- Extrait cité:
<<<<

Viaduc de Millau

De l’équation au nombre d’or ou les sept piliers de la vitesse

Par Gilles de Bure · Le Journal des Arts

Le 7 janvier 2005 - 652 mots

À main droite, le causse de Saint-Affrique. À main gauche, le causse du Larzac. Et, tout en bas, profondément encaissé, le Tarn qui serpente, sinue, s’étire.
Du haut du viaduc, le spectacle est saisissant de beauté sauvage, presque inviolée. Depuis Creissels, la vue n’est pas moins extraordinaire. Mais cette fois-ci, il convient de lever les yeux pour contempler l’ouvrage d’art qui se découpe sur le ciel.

>>>>

- Données fournies:
<<<<

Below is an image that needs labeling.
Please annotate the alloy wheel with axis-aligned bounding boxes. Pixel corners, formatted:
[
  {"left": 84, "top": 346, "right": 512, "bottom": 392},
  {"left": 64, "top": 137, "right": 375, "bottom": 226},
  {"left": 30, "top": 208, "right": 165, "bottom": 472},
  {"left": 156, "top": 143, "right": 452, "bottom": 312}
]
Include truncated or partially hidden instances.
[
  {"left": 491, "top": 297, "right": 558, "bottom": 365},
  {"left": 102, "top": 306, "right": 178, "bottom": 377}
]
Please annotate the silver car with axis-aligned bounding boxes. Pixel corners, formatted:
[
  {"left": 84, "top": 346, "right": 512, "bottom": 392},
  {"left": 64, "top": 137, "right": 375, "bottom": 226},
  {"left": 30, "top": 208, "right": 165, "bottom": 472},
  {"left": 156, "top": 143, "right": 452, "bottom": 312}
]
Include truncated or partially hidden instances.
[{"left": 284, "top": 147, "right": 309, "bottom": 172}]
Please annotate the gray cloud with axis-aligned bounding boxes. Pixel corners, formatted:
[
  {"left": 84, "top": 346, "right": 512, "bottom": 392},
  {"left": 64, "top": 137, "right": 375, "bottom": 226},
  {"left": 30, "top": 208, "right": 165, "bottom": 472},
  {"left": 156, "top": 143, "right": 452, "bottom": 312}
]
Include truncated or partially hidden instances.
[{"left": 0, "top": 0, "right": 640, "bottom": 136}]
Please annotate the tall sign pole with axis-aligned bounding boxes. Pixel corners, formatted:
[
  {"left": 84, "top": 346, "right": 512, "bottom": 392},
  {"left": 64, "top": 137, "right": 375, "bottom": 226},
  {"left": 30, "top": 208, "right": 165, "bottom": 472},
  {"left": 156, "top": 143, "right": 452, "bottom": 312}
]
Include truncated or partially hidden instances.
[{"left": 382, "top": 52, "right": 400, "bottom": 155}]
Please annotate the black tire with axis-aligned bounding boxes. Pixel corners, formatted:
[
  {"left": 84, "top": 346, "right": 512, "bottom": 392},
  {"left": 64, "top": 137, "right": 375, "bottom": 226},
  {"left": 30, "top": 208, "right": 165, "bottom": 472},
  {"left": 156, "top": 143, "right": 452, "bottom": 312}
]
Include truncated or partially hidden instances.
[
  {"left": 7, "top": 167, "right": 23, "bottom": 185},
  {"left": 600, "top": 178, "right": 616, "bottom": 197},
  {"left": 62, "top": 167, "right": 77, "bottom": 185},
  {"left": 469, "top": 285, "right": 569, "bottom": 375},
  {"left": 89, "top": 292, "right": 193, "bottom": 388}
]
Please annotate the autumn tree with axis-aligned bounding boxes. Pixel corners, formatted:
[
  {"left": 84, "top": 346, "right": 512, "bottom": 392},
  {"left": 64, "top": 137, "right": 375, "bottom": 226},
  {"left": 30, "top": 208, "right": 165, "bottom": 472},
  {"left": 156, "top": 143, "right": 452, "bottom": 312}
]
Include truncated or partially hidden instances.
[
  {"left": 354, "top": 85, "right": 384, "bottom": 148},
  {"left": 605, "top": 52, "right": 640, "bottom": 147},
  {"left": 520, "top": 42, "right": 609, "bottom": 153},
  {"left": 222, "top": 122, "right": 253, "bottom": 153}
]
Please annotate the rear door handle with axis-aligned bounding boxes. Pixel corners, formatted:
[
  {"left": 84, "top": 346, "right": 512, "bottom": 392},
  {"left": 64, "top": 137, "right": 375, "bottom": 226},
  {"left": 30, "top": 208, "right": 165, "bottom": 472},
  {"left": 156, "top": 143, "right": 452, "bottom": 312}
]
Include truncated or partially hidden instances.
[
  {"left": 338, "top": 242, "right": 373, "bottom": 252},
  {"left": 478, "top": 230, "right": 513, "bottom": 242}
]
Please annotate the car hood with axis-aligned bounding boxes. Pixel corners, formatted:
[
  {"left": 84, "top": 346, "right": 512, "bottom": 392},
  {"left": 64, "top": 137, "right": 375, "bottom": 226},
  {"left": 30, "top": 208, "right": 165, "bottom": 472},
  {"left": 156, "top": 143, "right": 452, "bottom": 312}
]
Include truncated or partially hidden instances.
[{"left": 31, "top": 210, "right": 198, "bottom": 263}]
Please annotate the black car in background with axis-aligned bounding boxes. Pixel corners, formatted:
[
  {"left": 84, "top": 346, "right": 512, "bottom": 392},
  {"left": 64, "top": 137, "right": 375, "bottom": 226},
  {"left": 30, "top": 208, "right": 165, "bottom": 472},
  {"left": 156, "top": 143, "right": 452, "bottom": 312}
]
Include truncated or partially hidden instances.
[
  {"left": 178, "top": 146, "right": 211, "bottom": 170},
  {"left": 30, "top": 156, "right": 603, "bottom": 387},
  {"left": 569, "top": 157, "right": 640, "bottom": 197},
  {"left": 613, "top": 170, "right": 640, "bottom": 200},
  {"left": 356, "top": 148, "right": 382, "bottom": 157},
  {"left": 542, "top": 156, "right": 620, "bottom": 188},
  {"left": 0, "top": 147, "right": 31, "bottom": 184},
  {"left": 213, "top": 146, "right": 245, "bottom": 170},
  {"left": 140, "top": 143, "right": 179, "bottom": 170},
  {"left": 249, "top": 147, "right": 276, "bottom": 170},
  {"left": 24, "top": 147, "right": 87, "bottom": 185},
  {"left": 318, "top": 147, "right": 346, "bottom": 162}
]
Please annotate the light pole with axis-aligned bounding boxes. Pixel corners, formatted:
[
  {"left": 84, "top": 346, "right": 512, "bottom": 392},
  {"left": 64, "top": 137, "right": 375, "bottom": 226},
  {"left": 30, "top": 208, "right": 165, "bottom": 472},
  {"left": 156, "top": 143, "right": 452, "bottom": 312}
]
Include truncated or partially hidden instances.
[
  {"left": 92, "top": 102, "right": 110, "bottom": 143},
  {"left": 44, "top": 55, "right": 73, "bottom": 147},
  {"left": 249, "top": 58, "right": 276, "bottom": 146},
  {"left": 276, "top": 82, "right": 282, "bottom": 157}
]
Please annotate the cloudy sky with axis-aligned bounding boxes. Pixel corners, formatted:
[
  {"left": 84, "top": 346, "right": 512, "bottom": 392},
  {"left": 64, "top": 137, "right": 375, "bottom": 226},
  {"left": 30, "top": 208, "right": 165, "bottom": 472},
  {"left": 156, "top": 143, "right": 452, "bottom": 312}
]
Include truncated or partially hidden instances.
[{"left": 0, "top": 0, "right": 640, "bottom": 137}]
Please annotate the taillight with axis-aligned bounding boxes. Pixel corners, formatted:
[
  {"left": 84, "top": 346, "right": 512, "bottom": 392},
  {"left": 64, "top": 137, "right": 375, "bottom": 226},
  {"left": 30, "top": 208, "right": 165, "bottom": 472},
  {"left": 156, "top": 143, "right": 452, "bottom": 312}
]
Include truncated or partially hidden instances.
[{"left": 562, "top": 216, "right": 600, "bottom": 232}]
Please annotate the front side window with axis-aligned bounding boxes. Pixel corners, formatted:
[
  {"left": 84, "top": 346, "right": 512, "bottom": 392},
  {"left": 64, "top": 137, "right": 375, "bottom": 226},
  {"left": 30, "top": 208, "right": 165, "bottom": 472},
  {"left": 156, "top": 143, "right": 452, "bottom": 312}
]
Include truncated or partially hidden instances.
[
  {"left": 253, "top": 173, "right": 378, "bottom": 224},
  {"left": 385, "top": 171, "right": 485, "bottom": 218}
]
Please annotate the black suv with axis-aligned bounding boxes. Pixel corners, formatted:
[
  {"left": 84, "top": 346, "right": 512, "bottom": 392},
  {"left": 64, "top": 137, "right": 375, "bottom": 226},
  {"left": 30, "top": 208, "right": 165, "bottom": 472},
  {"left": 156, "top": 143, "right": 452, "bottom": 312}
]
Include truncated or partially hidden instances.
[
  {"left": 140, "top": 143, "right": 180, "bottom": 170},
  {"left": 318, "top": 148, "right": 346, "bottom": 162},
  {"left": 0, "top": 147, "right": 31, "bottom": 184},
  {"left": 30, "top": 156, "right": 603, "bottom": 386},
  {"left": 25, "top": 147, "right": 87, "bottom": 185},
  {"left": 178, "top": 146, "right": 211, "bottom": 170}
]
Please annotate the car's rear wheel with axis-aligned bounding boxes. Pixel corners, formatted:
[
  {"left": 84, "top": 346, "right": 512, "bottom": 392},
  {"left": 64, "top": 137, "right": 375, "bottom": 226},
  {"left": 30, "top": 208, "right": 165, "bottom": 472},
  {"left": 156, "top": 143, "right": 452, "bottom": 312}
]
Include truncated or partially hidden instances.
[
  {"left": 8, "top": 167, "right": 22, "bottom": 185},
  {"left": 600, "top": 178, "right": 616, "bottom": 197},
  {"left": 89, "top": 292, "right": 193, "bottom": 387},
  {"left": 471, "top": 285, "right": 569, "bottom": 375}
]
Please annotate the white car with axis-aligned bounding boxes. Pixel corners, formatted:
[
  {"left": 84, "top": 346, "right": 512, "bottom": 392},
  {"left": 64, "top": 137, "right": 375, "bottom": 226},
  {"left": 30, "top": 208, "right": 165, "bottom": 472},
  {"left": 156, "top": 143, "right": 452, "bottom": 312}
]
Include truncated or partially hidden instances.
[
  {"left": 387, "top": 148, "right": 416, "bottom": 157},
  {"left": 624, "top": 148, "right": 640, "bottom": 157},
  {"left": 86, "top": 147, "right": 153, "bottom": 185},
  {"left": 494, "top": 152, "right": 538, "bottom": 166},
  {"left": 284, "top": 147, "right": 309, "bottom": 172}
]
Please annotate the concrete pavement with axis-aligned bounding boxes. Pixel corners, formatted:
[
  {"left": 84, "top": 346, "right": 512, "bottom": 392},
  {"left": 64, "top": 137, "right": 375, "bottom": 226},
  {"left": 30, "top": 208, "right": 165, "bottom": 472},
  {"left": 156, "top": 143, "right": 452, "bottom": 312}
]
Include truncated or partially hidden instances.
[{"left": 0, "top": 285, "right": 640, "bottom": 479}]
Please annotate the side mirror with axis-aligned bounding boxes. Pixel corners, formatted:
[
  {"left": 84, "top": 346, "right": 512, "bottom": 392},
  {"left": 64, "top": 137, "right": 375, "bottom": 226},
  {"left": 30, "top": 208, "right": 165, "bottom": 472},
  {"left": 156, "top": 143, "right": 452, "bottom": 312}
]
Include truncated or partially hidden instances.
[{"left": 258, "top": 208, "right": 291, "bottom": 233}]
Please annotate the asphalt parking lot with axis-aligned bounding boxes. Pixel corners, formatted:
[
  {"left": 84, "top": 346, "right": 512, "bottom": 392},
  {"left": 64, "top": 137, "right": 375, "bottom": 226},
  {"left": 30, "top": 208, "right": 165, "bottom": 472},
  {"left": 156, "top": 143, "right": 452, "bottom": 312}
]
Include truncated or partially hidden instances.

>>>>

- Détail de la tâche: Rédigez la suite de l'article sur le viaduc de Millau, en reprenant juste après sa dernière phrase.

- Réponse rédigée:
Le viaduc de Millau, inauguré le 14 décembre, est un nouveau chef-d’œuvre à l’actif de l’architecte britannique Norman Foster auquel on doit déjà, entre autres, la Hong Kong et Shanghaï Bank à Hongkong et le Carré d’Art à Nîmes. Deux ouvrages qui, en leur temps, respectivement  en 1985 et 1993, firent couler beaucoup d’encre, et s’élever des concerts de louanges...
La beauté de l’ouvrage est là, évidente, péremptoire, acérée. Une beauté structurelle si forte qu’elle en ferait presque oublier la qualité du dessin, de l’écriture de l’architecte. Architecture sans architecte à l’image du pont du Gard qui semble si naturellement procéder du paysage même ? Architecture d’ingénieur à l’instar du viaduc de Garabit, signé Gustave Eiffel, à la puissance symbolique affirmée ? Bref, le vieux débat confrontant nature et culture est, ici, prêt à être rouvert...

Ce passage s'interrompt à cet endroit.